#### Your goal
Pick out and copy each line in the rows below that contains the word "rope".
[start]
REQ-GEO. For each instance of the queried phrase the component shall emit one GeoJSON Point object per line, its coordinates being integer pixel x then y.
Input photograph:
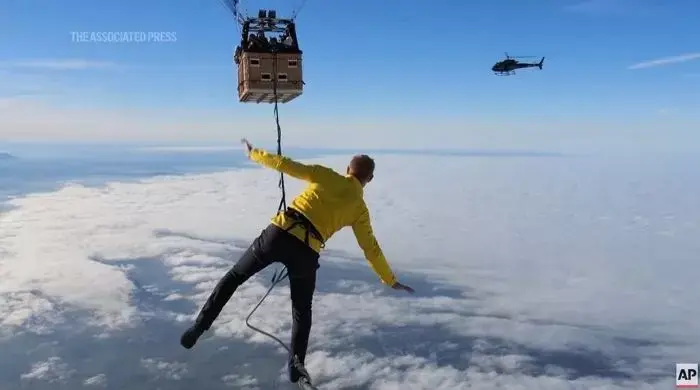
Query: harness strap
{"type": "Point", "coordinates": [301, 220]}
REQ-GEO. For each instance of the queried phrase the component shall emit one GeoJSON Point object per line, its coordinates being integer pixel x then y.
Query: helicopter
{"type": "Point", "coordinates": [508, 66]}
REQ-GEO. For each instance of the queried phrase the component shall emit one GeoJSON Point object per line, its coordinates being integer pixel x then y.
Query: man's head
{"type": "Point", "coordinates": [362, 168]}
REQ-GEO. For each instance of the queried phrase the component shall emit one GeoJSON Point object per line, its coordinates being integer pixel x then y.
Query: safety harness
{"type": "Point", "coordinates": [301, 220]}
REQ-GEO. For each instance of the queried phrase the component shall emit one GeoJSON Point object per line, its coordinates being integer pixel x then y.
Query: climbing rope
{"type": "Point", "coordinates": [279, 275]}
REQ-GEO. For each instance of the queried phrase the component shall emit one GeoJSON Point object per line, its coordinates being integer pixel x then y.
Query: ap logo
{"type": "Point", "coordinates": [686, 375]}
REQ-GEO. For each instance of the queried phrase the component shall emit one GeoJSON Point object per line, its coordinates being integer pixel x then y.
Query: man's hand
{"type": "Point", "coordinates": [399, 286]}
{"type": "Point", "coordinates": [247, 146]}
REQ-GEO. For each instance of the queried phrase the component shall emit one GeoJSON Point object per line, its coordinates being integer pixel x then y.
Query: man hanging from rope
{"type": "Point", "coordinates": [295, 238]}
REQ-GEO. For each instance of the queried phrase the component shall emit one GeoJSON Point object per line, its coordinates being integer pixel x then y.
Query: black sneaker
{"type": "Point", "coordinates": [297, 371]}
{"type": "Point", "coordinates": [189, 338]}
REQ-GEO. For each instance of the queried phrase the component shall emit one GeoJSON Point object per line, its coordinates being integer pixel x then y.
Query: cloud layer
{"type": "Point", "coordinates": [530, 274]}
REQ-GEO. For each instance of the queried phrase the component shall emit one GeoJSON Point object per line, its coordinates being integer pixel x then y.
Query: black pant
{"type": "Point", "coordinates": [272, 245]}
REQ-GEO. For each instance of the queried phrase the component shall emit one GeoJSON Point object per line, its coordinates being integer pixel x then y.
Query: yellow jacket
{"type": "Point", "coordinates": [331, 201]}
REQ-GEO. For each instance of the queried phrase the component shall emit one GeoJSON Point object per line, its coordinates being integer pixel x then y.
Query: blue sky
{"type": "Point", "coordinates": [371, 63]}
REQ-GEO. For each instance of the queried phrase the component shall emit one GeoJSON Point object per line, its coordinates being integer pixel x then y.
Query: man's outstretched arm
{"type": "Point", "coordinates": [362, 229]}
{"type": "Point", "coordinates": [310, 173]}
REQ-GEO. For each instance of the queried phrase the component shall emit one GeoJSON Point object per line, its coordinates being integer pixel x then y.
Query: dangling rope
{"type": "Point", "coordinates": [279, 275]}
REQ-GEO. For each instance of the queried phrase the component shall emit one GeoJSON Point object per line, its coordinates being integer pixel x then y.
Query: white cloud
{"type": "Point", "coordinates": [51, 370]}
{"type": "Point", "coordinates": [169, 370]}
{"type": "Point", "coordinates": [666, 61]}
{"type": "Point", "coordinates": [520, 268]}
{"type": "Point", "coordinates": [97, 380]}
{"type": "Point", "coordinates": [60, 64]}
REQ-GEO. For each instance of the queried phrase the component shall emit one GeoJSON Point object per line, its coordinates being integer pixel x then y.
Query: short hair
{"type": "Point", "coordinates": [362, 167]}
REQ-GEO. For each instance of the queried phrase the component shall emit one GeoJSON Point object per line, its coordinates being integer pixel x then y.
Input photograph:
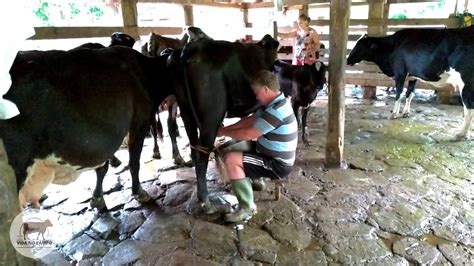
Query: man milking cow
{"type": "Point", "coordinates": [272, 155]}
[end]
#### Problem solution
Query: climbing rope
Query: man hanging from rope
Query: dangling rope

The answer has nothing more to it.